▸ Records for the task

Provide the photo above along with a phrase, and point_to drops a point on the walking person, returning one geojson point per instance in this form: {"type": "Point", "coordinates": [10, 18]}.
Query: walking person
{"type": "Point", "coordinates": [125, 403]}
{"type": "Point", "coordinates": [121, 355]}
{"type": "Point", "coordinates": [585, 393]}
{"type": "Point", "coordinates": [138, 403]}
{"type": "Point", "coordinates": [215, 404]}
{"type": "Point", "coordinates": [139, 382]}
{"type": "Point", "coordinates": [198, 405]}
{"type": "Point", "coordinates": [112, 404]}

▸ Task
Write out each entry once more, exactly as it was given.

▸ Reply to the exercise
Provide the photo above along with a phrase, and point_to drops a point on the walking person, returning one geojson point per instance in this form: {"type": "Point", "coordinates": [10, 18]}.
Query: walking person
{"type": "Point", "coordinates": [125, 403]}
{"type": "Point", "coordinates": [121, 355]}
{"type": "Point", "coordinates": [585, 393]}
{"type": "Point", "coordinates": [138, 403]}
{"type": "Point", "coordinates": [215, 404]}
{"type": "Point", "coordinates": [139, 382]}
{"type": "Point", "coordinates": [198, 405]}
{"type": "Point", "coordinates": [112, 404]}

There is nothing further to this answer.